> _PROBLEM REQUIREMENTS_
Reproduce exactly the line with "Expected behaviour: for every instance of the old" and every line that follows it below, up to and including the last one. Do not include pictures or anything else.

BEGIN DATASET

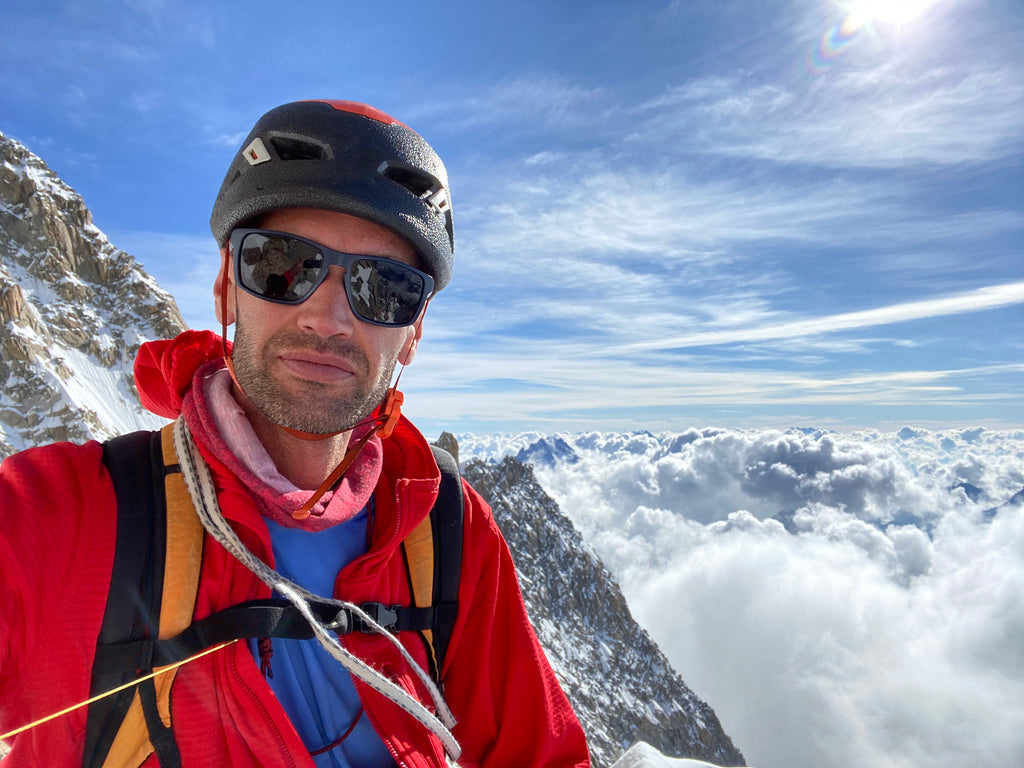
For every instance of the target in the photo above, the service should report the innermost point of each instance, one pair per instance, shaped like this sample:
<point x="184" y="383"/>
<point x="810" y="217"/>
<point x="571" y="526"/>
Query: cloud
<point x="889" y="115"/>
<point x="826" y="593"/>
<point x="981" y="299"/>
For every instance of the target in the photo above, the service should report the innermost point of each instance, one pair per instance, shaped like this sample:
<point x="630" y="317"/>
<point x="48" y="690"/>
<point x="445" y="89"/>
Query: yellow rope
<point x="161" y="671"/>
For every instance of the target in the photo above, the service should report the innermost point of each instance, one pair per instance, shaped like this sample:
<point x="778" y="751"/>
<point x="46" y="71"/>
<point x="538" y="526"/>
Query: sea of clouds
<point x="839" y="599"/>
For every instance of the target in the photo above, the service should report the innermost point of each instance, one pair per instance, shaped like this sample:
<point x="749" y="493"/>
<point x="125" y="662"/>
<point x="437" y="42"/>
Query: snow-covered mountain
<point x="622" y="686"/>
<point x="75" y="309"/>
<point x="840" y="599"/>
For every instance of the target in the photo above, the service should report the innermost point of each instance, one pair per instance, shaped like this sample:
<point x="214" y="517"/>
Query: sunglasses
<point x="286" y="269"/>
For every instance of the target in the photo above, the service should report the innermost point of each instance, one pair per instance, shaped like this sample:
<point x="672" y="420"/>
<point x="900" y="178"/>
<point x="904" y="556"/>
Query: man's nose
<point x="327" y="312"/>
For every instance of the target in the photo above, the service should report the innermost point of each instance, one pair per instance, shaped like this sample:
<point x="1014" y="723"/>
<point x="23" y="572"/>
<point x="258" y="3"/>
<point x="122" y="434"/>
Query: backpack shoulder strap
<point x="435" y="567"/>
<point x="145" y="600"/>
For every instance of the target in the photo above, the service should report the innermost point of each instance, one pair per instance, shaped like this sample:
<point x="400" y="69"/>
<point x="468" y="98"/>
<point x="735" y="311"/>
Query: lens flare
<point x="859" y="16"/>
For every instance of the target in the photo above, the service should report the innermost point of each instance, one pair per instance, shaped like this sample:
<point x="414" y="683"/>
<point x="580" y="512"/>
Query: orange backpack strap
<point x="433" y="558"/>
<point x="145" y="600"/>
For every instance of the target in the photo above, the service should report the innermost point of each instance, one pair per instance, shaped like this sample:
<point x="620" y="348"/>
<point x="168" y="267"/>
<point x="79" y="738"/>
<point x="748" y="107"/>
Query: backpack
<point x="147" y="620"/>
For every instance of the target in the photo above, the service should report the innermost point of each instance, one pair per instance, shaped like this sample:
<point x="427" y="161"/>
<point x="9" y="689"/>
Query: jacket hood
<point x="165" y="369"/>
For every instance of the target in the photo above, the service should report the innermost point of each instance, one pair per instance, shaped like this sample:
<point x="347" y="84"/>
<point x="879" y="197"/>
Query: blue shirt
<point x="315" y="690"/>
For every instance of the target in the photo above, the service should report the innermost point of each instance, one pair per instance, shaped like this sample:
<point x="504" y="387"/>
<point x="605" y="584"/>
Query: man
<point x="335" y="229"/>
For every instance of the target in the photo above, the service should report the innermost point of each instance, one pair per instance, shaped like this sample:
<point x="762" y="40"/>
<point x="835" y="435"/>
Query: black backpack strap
<point x="128" y="644"/>
<point x="136" y="468"/>
<point x="446" y="521"/>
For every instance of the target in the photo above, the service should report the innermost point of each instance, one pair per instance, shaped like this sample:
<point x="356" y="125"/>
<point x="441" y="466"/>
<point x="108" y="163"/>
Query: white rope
<point x="201" y="488"/>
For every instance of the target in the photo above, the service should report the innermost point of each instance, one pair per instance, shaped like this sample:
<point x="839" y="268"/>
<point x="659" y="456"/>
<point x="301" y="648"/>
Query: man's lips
<point x="316" y="366"/>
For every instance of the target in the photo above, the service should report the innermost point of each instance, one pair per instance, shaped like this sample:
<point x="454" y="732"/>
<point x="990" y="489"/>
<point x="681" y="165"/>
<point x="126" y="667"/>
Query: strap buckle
<point x="385" y="615"/>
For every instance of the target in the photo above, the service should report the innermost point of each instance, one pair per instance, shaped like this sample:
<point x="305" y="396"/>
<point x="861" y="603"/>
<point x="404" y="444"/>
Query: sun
<point x="889" y="11"/>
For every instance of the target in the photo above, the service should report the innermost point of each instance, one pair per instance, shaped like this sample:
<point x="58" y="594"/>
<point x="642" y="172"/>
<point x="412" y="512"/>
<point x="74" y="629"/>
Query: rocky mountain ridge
<point x="621" y="685"/>
<point x="74" y="310"/>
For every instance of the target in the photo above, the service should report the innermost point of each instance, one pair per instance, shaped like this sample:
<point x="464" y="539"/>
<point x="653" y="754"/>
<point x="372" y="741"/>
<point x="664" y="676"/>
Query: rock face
<point x="74" y="310"/>
<point x="622" y="686"/>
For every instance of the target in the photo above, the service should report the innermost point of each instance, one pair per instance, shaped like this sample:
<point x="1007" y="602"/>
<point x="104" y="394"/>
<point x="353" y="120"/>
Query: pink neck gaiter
<point x="218" y="422"/>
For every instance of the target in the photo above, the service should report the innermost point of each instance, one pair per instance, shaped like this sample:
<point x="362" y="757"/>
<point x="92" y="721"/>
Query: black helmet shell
<point x="345" y="157"/>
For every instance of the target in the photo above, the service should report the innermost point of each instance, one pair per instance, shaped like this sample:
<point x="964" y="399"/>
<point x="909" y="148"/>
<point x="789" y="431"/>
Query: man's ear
<point x="223" y="290"/>
<point x="409" y="348"/>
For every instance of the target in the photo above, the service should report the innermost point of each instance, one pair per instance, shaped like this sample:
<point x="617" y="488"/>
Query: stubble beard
<point x="310" y="407"/>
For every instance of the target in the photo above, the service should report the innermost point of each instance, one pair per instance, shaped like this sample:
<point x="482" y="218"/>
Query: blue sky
<point x="668" y="214"/>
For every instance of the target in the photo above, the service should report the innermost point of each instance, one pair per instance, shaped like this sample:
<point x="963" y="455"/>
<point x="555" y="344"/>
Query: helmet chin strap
<point x="387" y="415"/>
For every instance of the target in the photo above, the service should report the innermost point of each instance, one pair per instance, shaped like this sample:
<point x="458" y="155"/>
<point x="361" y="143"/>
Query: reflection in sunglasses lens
<point x="289" y="270"/>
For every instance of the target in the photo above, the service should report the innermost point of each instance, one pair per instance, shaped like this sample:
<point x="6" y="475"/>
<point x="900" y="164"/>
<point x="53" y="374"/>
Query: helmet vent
<point x="416" y="181"/>
<point x="289" y="147"/>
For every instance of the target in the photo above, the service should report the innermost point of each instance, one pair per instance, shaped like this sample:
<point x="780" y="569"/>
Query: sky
<point x="840" y="599"/>
<point x="668" y="214"/>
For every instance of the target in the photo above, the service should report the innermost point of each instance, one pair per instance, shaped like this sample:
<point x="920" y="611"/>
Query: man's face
<point x="314" y="367"/>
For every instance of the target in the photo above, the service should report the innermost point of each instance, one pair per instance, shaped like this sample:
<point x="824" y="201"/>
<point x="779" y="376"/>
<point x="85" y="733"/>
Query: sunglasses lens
<point x="280" y="268"/>
<point x="385" y="292"/>
<point x="287" y="269"/>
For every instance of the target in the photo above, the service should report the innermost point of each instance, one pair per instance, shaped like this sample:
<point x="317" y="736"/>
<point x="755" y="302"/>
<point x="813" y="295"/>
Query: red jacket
<point x="57" y="522"/>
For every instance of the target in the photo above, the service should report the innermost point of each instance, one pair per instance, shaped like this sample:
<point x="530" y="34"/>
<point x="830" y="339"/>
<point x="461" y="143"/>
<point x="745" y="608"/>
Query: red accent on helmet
<point x="359" y="109"/>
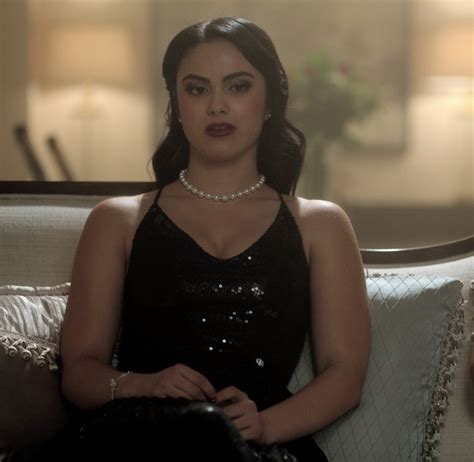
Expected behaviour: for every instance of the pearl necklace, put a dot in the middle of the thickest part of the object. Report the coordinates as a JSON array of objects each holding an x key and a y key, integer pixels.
[{"x": 224, "y": 197}]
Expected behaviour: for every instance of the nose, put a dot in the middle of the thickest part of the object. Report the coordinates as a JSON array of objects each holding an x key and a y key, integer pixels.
[{"x": 217, "y": 104}]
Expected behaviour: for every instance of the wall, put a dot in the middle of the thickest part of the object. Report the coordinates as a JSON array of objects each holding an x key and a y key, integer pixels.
[{"x": 13, "y": 80}]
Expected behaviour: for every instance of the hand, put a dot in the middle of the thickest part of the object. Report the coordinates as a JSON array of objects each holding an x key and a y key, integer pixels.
[
  {"x": 180, "y": 381},
  {"x": 243, "y": 412}
]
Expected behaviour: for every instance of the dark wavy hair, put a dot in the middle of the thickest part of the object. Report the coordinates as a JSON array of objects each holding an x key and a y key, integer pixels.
[{"x": 281, "y": 146}]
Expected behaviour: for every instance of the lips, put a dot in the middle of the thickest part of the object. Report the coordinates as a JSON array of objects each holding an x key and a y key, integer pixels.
[{"x": 223, "y": 129}]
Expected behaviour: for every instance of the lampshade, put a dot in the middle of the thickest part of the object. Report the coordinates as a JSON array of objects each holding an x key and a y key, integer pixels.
[
  {"x": 450, "y": 51},
  {"x": 99, "y": 54}
]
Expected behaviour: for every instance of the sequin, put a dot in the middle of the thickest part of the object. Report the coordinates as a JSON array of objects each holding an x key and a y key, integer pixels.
[{"x": 181, "y": 305}]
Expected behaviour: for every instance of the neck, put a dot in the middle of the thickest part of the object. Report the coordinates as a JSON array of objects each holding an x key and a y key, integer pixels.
[{"x": 222, "y": 180}]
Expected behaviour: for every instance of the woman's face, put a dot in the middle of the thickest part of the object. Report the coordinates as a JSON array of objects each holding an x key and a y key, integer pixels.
[{"x": 221, "y": 101}]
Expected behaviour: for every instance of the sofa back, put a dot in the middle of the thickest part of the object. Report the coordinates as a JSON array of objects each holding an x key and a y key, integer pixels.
[
  {"x": 39, "y": 236},
  {"x": 40, "y": 232}
]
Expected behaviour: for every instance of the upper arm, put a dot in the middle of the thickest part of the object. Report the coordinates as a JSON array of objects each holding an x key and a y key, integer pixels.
[
  {"x": 339, "y": 302},
  {"x": 92, "y": 315}
]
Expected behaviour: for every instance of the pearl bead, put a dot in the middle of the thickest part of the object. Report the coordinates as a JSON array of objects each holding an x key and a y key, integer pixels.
[{"x": 224, "y": 197}]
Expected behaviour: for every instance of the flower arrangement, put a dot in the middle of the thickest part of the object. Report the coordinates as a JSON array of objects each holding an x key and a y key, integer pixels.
[{"x": 326, "y": 96}]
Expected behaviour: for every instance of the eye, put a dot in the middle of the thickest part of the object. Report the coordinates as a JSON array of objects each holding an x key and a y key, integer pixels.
[
  {"x": 240, "y": 87},
  {"x": 194, "y": 89}
]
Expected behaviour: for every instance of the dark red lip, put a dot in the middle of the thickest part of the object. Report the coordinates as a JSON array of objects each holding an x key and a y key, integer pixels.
[{"x": 223, "y": 129}]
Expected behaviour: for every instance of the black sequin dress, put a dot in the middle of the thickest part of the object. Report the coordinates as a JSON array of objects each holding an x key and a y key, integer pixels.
[{"x": 240, "y": 321}]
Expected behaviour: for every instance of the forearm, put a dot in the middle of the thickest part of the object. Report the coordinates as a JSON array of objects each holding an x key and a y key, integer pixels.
[
  {"x": 327, "y": 397},
  {"x": 86, "y": 383}
]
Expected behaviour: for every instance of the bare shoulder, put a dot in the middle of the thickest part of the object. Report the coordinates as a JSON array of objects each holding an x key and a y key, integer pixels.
[
  {"x": 121, "y": 210},
  {"x": 321, "y": 222},
  {"x": 120, "y": 215}
]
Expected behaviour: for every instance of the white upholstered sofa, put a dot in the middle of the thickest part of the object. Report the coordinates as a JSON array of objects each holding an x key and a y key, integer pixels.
[{"x": 38, "y": 236}]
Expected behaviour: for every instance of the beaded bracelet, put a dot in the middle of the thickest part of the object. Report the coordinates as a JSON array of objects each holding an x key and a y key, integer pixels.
[{"x": 115, "y": 382}]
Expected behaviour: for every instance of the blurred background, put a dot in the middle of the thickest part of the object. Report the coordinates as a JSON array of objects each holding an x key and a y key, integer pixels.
[{"x": 383, "y": 90}]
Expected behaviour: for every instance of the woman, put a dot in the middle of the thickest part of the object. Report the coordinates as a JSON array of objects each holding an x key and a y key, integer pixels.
[{"x": 213, "y": 280}]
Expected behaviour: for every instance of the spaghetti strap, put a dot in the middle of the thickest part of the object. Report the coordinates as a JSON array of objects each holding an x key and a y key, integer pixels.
[{"x": 157, "y": 196}]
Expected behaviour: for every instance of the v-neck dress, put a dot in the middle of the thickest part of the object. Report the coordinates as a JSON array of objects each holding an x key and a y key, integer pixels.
[{"x": 239, "y": 321}]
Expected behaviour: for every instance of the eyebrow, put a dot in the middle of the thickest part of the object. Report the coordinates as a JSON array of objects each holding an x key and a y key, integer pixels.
[{"x": 227, "y": 77}]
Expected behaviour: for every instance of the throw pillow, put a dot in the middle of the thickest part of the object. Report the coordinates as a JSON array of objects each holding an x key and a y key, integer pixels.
[
  {"x": 30, "y": 324},
  {"x": 416, "y": 323}
]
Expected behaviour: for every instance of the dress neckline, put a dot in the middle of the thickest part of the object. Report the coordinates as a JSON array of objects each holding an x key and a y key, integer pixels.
[{"x": 203, "y": 251}]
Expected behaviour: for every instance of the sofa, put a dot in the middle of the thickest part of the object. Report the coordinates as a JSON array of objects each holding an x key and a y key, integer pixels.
[{"x": 418, "y": 402}]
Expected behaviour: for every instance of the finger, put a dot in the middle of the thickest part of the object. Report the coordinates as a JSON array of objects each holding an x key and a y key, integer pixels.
[
  {"x": 200, "y": 381},
  {"x": 174, "y": 392},
  {"x": 244, "y": 422},
  {"x": 235, "y": 410},
  {"x": 247, "y": 434},
  {"x": 193, "y": 390},
  {"x": 192, "y": 395},
  {"x": 231, "y": 394}
]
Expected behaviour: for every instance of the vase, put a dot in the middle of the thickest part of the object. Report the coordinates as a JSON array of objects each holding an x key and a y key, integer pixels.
[{"x": 312, "y": 181}]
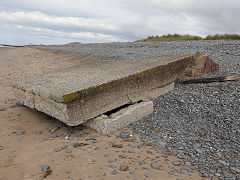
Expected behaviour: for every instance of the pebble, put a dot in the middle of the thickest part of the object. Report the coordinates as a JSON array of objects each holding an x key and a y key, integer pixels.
[
  {"x": 45, "y": 167},
  {"x": 59, "y": 134},
  {"x": 56, "y": 150},
  {"x": 94, "y": 141},
  {"x": 154, "y": 166},
  {"x": 106, "y": 155},
  {"x": 2, "y": 109},
  {"x": 38, "y": 132},
  {"x": 21, "y": 132},
  {"x": 123, "y": 168},
  {"x": 112, "y": 166},
  {"x": 203, "y": 116},
  {"x": 18, "y": 114},
  {"x": 222, "y": 162},
  {"x": 148, "y": 175},
  {"x": 122, "y": 156}
]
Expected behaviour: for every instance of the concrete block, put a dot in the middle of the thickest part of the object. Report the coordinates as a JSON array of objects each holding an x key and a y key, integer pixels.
[
  {"x": 104, "y": 124},
  {"x": 79, "y": 93}
]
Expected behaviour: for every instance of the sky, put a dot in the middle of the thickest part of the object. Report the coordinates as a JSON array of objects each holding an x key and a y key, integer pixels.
[{"x": 94, "y": 21}]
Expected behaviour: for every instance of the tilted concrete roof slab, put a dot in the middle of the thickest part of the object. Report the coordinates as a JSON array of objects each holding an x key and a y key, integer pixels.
[{"x": 76, "y": 94}]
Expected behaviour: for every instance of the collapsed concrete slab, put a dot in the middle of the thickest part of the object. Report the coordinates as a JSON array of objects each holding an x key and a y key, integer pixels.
[
  {"x": 76, "y": 94},
  {"x": 107, "y": 123}
]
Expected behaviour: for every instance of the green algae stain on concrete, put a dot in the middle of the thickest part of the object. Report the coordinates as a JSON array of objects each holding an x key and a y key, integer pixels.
[{"x": 70, "y": 97}]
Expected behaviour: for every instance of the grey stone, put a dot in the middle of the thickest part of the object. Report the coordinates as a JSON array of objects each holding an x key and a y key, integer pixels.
[
  {"x": 106, "y": 124},
  {"x": 154, "y": 166},
  {"x": 45, "y": 168},
  {"x": 199, "y": 151},
  {"x": 122, "y": 156},
  {"x": 222, "y": 162},
  {"x": 123, "y": 168},
  {"x": 59, "y": 134},
  {"x": 94, "y": 141},
  {"x": 106, "y": 155},
  {"x": 38, "y": 132},
  {"x": 56, "y": 149},
  {"x": 2, "y": 109},
  {"x": 68, "y": 150},
  {"x": 114, "y": 172},
  {"x": 64, "y": 147},
  {"x": 21, "y": 132},
  {"x": 148, "y": 175},
  {"x": 112, "y": 166}
]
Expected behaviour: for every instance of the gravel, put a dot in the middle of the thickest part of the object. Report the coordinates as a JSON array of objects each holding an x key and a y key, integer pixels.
[
  {"x": 198, "y": 123},
  {"x": 21, "y": 132},
  {"x": 45, "y": 167},
  {"x": 2, "y": 109}
]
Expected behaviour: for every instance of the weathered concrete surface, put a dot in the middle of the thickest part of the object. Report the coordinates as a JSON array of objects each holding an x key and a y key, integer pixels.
[
  {"x": 77, "y": 94},
  {"x": 201, "y": 66},
  {"x": 104, "y": 124}
]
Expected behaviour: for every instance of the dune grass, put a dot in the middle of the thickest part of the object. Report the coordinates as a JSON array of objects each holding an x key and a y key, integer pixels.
[{"x": 178, "y": 37}]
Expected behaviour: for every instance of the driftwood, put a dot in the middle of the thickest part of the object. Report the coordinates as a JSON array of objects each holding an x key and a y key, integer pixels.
[{"x": 210, "y": 80}]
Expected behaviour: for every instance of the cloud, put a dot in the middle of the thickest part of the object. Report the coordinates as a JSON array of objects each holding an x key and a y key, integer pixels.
[{"x": 122, "y": 20}]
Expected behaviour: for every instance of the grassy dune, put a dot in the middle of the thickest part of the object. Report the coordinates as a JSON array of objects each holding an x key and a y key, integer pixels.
[{"x": 178, "y": 37}]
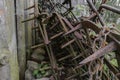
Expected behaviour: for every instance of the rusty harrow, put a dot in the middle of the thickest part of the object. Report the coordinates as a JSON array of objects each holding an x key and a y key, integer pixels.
[{"x": 75, "y": 53}]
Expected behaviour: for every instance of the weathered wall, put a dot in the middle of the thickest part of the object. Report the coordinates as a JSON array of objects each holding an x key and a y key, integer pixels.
[
  {"x": 8, "y": 47},
  {"x": 20, "y": 5}
]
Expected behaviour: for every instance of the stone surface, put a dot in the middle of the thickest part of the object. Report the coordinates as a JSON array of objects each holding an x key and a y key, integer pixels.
[
  {"x": 32, "y": 65},
  {"x": 8, "y": 48},
  {"x": 28, "y": 75},
  {"x": 5, "y": 72},
  {"x": 38, "y": 54}
]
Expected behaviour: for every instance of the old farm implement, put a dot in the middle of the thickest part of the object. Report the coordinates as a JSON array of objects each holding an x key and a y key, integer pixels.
[{"x": 74, "y": 52}]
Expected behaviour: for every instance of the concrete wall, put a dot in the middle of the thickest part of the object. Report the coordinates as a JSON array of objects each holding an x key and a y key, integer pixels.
[{"x": 8, "y": 47}]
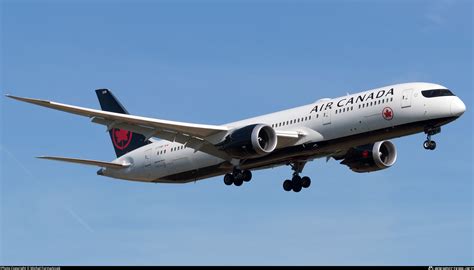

END DATASET

> _RESULT_
Expected behaviour: for every instance of the old farm implement, put a dot in the middle of the thickest part of the object. Report the coordinates as a JSON array of objects each holding an x key and a y key, integer pixels.
[{"x": 74, "y": 52}]
Expected behaviour: for every instance of the concrete wall, put a dot in the middle of the thickest part of the object. Report the coordinates as a JSON array of objects each holding an x key and a y key, integer pixels.
[{"x": 8, "y": 47}]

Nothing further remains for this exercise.